== 文書の抜粋 ==
説明

監視システム

【課題】監視対象装置のメモリ容量の増大と保守性の低下を解決すること。
【解決手段】本発明である監視システムは、監視対象装置にて実行される処理状態を表す統計ログを所定の時間間隔にて採取する統計ログ採取手段と、監視対象装置から出力された当該監視対象装置の状態を表すイベントログを採取してバッファメモリに蓄積するイベントログ採取手段と、取得した統計ログが予め設定された異常状態であるか否かを判断する統計ログ解析手段と、統計ログ解析手段の判断により統計ログが異常状態となったときに、統計ログを採取する時間間隔が短くなるよう統計ログ採取手段に変更設定するログ採取間隔変更手段と、を備え、上記イベントログ採取手段は、上記統計ログ解析手段の判断により統計ログが異常状態となったときに、バッファメモリに蓄積した現時点以前のイベントログの少なくとも一部を所定の記憶装置に記憶する、という構成をとる。

【発明の詳細な説明】
【技術分野】
【0001】
本発明は、監視システムにかかり、特に、監視対象装置が出力するログ情報を監視する監視システムに関する。
【背景技術】
【0002】
ミッションクリティカル環境で使用されるコンピュータシステムは、高機能化が進んでいる。高機能なコンピュータシステムの内部は、複数のコンポーネントが連動する構造になっていて複雑に絡み合っていることが多い。このような複雑な内部構造を持つコンピュータシステムには、次のような問題がある。
【0003】
ミッションクリティカル環境で使用されるコンピュータシステムは、問題発生時の調査のために運用を停止させることができない場合が多く、ログのみを使用して詳細な調査を行う必要がある。そのため、ログの採取間隔は短く固定されている場合が多く、問題解析に必要でないログも大量に採取している。すると、ログサイズが膨大になり、ディスクスペースを圧迫する、という問題がある。
【0004】
また、高機能なコンピュータシステムの場合、機能を実現するために内部の処理が必然的に複雑になってしまう。複雑な処理をするコンピュータシステムの場合、ログの採取ポイントもそれに伴って多くなってしまう。その結果、ログサイズが肥大化してしまう。そして、採取されるログのサイズが膨大になるため、装置からログを抜き出す作業や、問題発生後の解析作業でオーバーヘッドが発生する。その結果、装置全体の保守性に影響を与える。なお、ログを用いて装置の以上を監視するシステムの一例が、特許文献1に開示されている。
【0005】
一方、ログ出力のオーバーヘッドを軽減するために、メモリ上に一時的にログをバッファする方式がある。かかる方法により、メモリ上に一時的にログをバッファすることで、システムの運用への影響を最小限にすることができる。
===
== 提供資料 ==
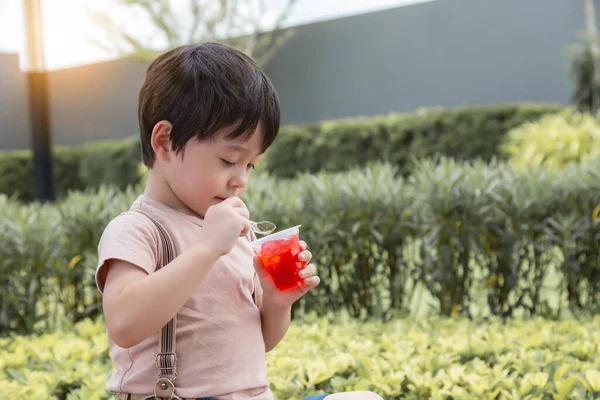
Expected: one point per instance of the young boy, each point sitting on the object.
(206, 113)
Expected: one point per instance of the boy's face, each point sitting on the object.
(208, 172)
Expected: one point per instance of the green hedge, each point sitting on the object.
(474, 239)
(405, 359)
(462, 133)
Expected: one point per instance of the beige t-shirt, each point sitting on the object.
(220, 347)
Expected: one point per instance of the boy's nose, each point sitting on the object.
(239, 180)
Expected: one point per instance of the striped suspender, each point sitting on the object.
(166, 359)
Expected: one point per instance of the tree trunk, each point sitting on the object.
(590, 18)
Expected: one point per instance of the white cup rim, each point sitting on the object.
(284, 234)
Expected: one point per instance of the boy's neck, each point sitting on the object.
(158, 189)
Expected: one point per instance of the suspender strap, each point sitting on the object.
(166, 359)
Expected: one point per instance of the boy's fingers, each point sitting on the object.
(311, 283)
(305, 256)
(308, 271)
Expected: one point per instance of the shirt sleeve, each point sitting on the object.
(130, 237)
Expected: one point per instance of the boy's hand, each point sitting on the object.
(223, 224)
(272, 295)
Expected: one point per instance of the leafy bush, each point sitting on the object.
(462, 133)
(405, 359)
(554, 141)
(472, 238)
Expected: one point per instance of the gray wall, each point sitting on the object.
(14, 109)
(445, 52)
(97, 101)
(87, 103)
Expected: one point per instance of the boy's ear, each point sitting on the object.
(161, 140)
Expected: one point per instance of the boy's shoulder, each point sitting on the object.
(132, 237)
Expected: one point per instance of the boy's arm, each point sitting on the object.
(136, 305)
(275, 323)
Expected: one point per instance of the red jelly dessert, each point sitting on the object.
(280, 261)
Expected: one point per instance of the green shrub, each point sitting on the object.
(474, 238)
(404, 359)
(555, 141)
(462, 133)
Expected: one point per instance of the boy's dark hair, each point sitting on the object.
(202, 88)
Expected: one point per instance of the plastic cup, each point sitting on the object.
(278, 253)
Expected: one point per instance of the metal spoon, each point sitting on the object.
(262, 227)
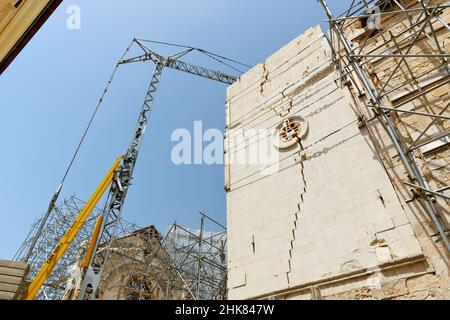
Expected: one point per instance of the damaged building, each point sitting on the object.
(356, 206)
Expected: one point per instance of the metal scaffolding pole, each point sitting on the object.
(353, 61)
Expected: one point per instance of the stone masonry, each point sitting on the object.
(329, 222)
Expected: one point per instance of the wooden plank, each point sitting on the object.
(7, 295)
(9, 287)
(12, 272)
(10, 280)
(13, 264)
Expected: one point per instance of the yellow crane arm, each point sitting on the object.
(67, 239)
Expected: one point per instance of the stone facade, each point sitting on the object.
(331, 218)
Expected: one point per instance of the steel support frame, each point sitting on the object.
(350, 63)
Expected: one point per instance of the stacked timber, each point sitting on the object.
(12, 279)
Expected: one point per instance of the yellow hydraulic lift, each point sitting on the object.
(67, 239)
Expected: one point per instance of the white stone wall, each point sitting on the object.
(330, 210)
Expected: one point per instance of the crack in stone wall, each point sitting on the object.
(297, 214)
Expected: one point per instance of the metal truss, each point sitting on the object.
(121, 185)
(414, 38)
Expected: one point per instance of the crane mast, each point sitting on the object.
(120, 186)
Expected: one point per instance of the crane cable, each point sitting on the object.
(72, 161)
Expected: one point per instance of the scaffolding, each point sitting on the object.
(44, 241)
(393, 55)
(186, 264)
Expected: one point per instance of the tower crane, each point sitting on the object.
(119, 177)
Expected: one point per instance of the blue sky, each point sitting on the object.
(49, 92)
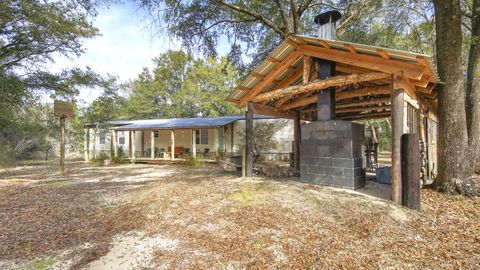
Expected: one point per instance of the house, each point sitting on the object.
(210, 138)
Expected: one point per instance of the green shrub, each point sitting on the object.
(99, 160)
(192, 162)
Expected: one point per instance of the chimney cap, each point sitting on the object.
(325, 17)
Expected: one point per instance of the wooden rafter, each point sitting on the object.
(321, 84)
(367, 91)
(362, 109)
(410, 70)
(284, 65)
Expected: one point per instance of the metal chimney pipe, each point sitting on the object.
(327, 23)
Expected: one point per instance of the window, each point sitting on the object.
(102, 139)
(412, 119)
(121, 138)
(201, 136)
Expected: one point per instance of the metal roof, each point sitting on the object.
(285, 49)
(185, 123)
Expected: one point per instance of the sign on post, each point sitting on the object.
(63, 110)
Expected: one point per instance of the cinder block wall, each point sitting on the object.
(331, 154)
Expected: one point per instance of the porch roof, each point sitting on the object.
(185, 123)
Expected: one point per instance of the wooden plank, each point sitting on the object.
(411, 171)
(320, 84)
(365, 116)
(397, 131)
(390, 66)
(363, 109)
(364, 103)
(383, 54)
(307, 68)
(269, 79)
(350, 48)
(249, 140)
(268, 110)
(367, 91)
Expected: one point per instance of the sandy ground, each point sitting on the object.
(178, 217)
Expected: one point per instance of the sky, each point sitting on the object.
(123, 49)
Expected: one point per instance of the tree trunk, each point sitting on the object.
(453, 143)
(473, 89)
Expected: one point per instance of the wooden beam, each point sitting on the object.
(365, 116)
(299, 102)
(258, 75)
(350, 48)
(320, 84)
(368, 91)
(307, 68)
(364, 103)
(411, 70)
(363, 109)
(383, 54)
(269, 79)
(273, 60)
(268, 110)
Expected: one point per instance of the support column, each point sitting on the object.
(130, 144)
(115, 143)
(249, 141)
(397, 131)
(86, 146)
(194, 143)
(134, 156)
(296, 142)
(172, 144)
(152, 144)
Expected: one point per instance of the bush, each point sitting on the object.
(192, 162)
(99, 160)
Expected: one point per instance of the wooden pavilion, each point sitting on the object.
(367, 82)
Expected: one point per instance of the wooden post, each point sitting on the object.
(152, 144)
(410, 171)
(397, 131)
(194, 143)
(249, 141)
(115, 143)
(130, 144)
(172, 144)
(134, 155)
(62, 144)
(87, 144)
(296, 142)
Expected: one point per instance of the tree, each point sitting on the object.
(453, 141)
(473, 87)
(181, 86)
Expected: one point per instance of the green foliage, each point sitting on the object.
(99, 160)
(181, 86)
(192, 162)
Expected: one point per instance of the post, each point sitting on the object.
(410, 171)
(152, 144)
(87, 144)
(172, 145)
(114, 142)
(397, 131)
(133, 145)
(194, 143)
(130, 143)
(249, 141)
(62, 144)
(296, 142)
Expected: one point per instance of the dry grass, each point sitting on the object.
(222, 221)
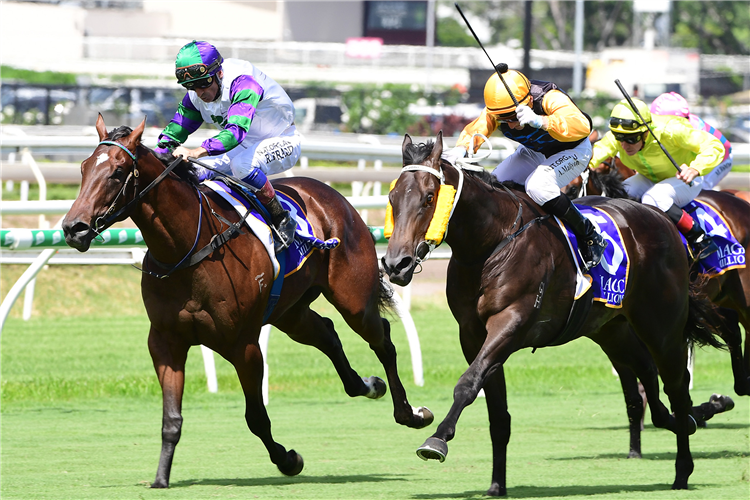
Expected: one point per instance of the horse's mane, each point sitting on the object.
(416, 153)
(185, 170)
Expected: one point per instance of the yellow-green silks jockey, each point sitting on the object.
(695, 148)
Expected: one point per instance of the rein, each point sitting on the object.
(430, 245)
(217, 240)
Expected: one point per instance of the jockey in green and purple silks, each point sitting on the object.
(255, 117)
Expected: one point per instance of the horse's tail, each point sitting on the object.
(386, 302)
(705, 320)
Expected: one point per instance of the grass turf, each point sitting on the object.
(81, 419)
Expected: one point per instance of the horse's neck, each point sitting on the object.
(167, 216)
(481, 219)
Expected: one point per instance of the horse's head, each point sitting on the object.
(109, 179)
(413, 200)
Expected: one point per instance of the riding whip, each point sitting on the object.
(500, 68)
(635, 110)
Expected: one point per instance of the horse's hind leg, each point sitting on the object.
(169, 363)
(248, 363)
(361, 312)
(307, 327)
(624, 349)
(634, 406)
(668, 346)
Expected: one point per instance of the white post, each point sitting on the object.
(210, 366)
(265, 333)
(413, 338)
(28, 299)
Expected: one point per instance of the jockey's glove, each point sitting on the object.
(203, 173)
(454, 154)
(526, 116)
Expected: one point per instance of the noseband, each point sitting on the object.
(425, 247)
(110, 216)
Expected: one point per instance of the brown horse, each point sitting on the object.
(220, 301)
(510, 286)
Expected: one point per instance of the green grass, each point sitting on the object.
(81, 415)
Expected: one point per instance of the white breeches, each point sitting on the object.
(662, 194)
(272, 155)
(543, 177)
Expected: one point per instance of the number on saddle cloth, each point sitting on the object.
(609, 278)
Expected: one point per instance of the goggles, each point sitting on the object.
(624, 123)
(199, 84)
(507, 117)
(629, 138)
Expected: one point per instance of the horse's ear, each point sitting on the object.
(135, 136)
(407, 142)
(437, 150)
(101, 129)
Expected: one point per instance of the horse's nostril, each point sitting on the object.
(404, 263)
(77, 229)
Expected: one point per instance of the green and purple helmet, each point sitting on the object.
(196, 64)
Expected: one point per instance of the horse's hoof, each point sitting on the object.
(295, 459)
(721, 403)
(496, 491)
(426, 415)
(679, 485)
(433, 449)
(376, 386)
(692, 426)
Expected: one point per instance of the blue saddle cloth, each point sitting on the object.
(609, 279)
(293, 258)
(731, 254)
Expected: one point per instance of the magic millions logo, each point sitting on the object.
(731, 255)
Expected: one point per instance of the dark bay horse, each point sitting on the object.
(220, 301)
(510, 286)
(731, 290)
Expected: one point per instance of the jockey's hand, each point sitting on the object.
(454, 154)
(526, 116)
(198, 152)
(687, 174)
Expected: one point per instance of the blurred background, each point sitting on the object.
(372, 66)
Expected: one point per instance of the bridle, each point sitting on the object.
(426, 247)
(190, 259)
(110, 216)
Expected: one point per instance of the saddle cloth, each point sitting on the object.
(305, 240)
(609, 279)
(731, 254)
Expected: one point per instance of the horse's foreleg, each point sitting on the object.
(497, 408)
(169, 363)
(249, 366)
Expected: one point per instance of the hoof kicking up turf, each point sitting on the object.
(433, 449)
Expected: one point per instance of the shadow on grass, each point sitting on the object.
(283, 480)
(556, 491)
(670, 456)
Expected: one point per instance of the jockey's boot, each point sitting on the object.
(283, 224)
(701, 244)
(590, 243)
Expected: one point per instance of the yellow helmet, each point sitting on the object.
(496, 97)
(623, 120)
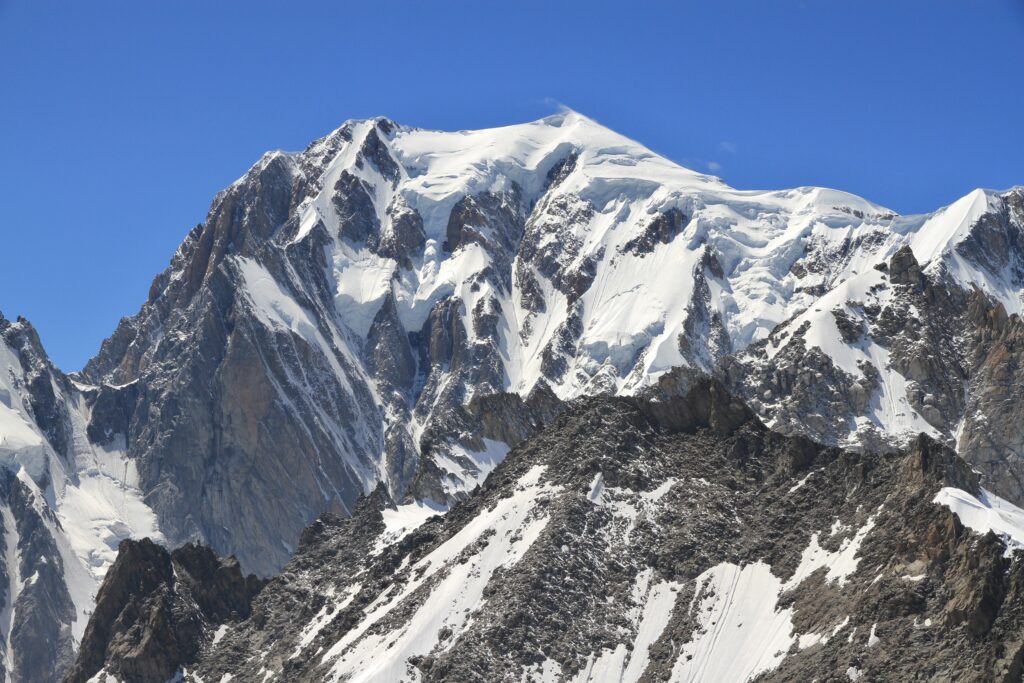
===
課題の説明: 監視システムの抜粋にある【解決手段】から、本発明の監視システムが備える手段の名称をすべて挙げなさい。

演習の解答:
統計ログ採取手段
イベントログ採取手段
統計ログ解析手段
ログ採取間隔変更手段